**WRITTEN INSTRUCTION:** Render all of the data that follow as a numbered list, omitting blank lines and leaving the pictures out of your answer.

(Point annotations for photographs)
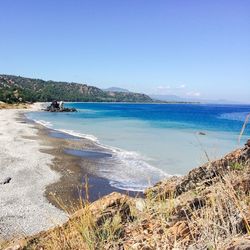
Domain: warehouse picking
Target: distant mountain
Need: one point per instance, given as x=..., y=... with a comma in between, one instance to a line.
x=116, y=89
x=167, y=98
x=174, y=98
x=22, y=89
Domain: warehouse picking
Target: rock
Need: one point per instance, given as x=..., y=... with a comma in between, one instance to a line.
x=6, y=181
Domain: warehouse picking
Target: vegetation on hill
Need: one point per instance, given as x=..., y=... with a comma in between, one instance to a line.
x=209, y=208
x=20, y=89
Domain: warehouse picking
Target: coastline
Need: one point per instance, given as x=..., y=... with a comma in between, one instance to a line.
x=44, y=179
x=22, y=202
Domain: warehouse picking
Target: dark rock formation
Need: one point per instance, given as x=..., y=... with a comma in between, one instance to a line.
x=58, y=107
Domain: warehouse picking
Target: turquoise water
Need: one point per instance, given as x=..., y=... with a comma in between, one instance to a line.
x=151, y=141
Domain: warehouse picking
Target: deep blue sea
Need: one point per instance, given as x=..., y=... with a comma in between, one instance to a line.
x=151, y=141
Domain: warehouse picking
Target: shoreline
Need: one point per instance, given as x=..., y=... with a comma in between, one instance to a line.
x=44, y=179
x=22, y=200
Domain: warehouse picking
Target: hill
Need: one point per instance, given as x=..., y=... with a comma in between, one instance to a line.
x=21, y=89
x=116, y=89
x=206, y=209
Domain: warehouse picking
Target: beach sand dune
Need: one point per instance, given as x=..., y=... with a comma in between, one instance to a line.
x=24, y=210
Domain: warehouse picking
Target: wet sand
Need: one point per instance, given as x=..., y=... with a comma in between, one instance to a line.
x=76, y=160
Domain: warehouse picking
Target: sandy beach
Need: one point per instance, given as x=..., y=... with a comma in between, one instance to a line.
x=24, y=210
x=42, y=175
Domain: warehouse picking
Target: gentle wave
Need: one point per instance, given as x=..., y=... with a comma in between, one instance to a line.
x=76, y=134
x=235, y=116
x=127, y=170
x=44, y=123
x=130, y=171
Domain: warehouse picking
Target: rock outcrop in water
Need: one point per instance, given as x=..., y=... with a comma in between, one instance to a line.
x=59, y=107
x=209, y=208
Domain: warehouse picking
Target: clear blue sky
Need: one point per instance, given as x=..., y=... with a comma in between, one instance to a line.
x=190, y=48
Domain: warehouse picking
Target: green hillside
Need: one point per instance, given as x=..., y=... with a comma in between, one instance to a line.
x=20, y=89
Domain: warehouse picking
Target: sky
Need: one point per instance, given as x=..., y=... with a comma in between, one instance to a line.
x=194, y=48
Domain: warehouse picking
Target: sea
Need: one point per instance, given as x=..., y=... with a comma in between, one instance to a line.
x=149, y=142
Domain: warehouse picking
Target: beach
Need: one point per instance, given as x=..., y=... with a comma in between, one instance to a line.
x=24, y=209
x=45, y=180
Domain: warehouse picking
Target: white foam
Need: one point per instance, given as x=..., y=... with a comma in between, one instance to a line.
x=235, y=116
x=129, y=170
x=44, y=123
x=126, y=170
x=81, y=135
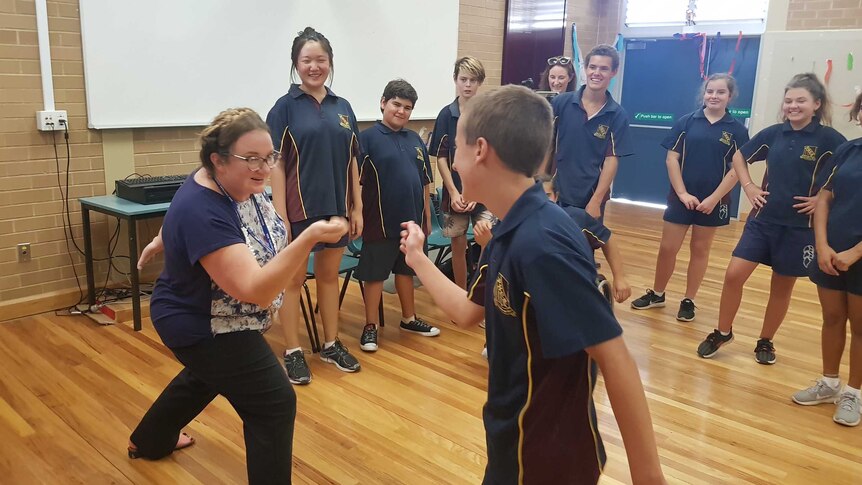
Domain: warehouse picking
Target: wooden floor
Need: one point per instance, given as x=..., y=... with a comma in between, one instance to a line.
x=71, y=391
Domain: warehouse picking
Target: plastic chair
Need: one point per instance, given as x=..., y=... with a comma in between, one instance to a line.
x=346, y=267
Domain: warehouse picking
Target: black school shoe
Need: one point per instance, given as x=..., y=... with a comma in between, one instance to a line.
x=337, y=354
x=686, y=310
x=368, y=340
x=419, y=327
x=712, y=343
x=649, y=300
x=297, y=368
x=764, y=352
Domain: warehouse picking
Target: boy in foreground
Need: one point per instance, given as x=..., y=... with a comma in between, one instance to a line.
x=547, y=326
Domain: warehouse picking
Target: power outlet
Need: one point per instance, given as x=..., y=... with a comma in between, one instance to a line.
x=24, y=252
x=52, y=120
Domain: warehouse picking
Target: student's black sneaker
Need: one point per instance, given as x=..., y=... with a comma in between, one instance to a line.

**EXERCISE RESULT:**
1. Domain: warehouse picking
2. Target: distant mountain
3. Need: one point per instance, given as x=..., y=... with a comma in between, one instance to a line.
4. x=116, y=89
5. x=167, y=98
6. x=174, y=98
7. x=22, y=89
8. Domain: warehouse picking
9. Target: rock
10. Need: one point per instance, given as x=..., y=... with a comma in between, one instance to a line.
11. x=6, y=181
12. Domain: warehouse picking
13. Target: vegetation on hill
14. Need: one point per instance, given as x=..., y=... with a comma in between, one instance to a line.
15. x=209, y=208
16. x=20, y=89
17. Domain: warehouse picking
18. Target: coastline
19. Need: one point per instance, given as x=..., y=... with a comma in between, one instance to a line.
20. x=44, y=179
21. x=22, y=202
22. Domain: warehouse picking
23. Target: dark rock formation
24. Need: one point per instance, given as x=..., y=... with a comma in between, one instance to a line.
25. x=58, y=107
26. Domain: warehouse picking
27. Target: turquoise water
28. Need: one point per instance, given as x=..., y=... with a comma in between, one instance to a line.
29. x=151, y=141
30. Domain: warehouse picking
31. Target: deep blue sea
32. Need: one point per instance, given as x=..., y=... with a comma in between, one instance to a line.
33. x=151, y=141
34. Domain: warehouse picking
35. Target: shoreline
36. Need: one point per instance, given as x=..., y=... with a comma in between, one instance to a line.
37. x=44, y=179
38. x=22, y=200
39. Domain: warehouse picking
40. Target: hill
41. Need: one point per instance, given as x=..., y=... with a comma in between, one instance to a line.
42. x=21, y=89
43. x=116, y=89
44. x=206, y=209
45. Domain: warehouse picking
46. Target: beach sand dune
47. Need: one point per instance, given as x=..., y=... with a comma in between, one instance to a line.
48. x=24, y=210
49. Domain: warehouse picking
50. Target: wet sand
51. Need: one point per instance, given as x=..., y=... with a comma in between, one instance to a line.
52. x=76, y=160
53. Domain: warehouse picking
54. Target: sandy beach
55. Need: one point per instance, given as x=..., y=... with a comma in between, one instance to a line.
56. x=24, y=210
57. x=42, y=175
58. Domain: warehouse picking
59. Target: gentle wave
60. Need: one point per instance, given as x=..., y=... with a comma in between, one instance to a line.
61. x=76, y=134
62. x=235, y=116
63. x=127, y=170
64. x=44, y=123
65. x=130, y=171
66. Domain: warehouse picking
67. Target: rock outcrop in water
68. Need: one point per instance, given as x=..., y=... with a comma in between, one instance to a line.
69. x=59, y=107
70. x=209, y=208
71. Domain: warehouse picking
72. Target: clear blue sky
73. Need: one point per instance, given as x=..., y=... with a comma in between, one instance to a line.
74. x=190, y=48
75. Domain: warehouse picking
76. Target: green hillside
77. Need: one point per instance, given as x=..., y=... with a comma in between, one instance to a line.
78. x=20, y=89
79. Domain: warehouse picking
80. Target: sky
81. Need: one point per instance, given as x=..., y=... with a comma in between, one instance to a line.
82. x=194, y=48
83. Domain: warehouse picking
84. Target: sea
85. Need: one point per instance, given as x=..., y=... with a comma in between, one instance to a line.
86. x=149, y=142
87. Domain: warehouse picking
88. Target: beach
89. Need: one point per instance, given as x=..., y=... with a comma in between, one instance to a line.
90. x=24, y=209
91. x=45, y=180
92. Domain: warehouse picking
93. Target: white foam
94. Need: one point per instance, given as x=..., y=... with a comma in between, one instance to a line.
95. x=235, y=116
96. x=129, y=170
97. x=44, y=123
98. x=126, y=170
99. x=81, y=135
100. Domain: warehouse picking
101. Target: wooden floor
102. Need: one point per instance, given as x=..., y=... with a comma in between, one instance to a line.
103. x=71, y=391
104. Domain: warehouse picking
105. Target: plastic chair
106. Need: one point per instance, given as x=..., y=... with a comma in between, one instance to a line.
107. x=346, y=267
108. Domain: warehouse picking
109. Target: black school shoe
110. Need: one point per instance, given as x=..., y=... with a comma in between, one instance to a line.
111. x=337, y=354
112. x=686, y=310
113. x=368, y=340
114. x=419, y=327
115. x=712, y=343
116. x=649, y=300
117. x=297, y=368
118. x=764, y=352
119. Domain: warehouse picking
120. Target: boy in foreground
121. Need: one point per instance, given as x=..., y=... with a comma in between, one instance to a line.
122. x=547, y=326
123. Domain: warehouse picking
124. Target: power outlet
125. Need: one point per instance, given as x=..., y=... with a comma in between, one instance to a line.
126. x=24, y=252
127. x=52, y=120
128. Domain: warehouse picking
129. Target: student's black sneaker
130. Need: one point per instance, given as x=..., y=... with a comma in between, one instance to a line.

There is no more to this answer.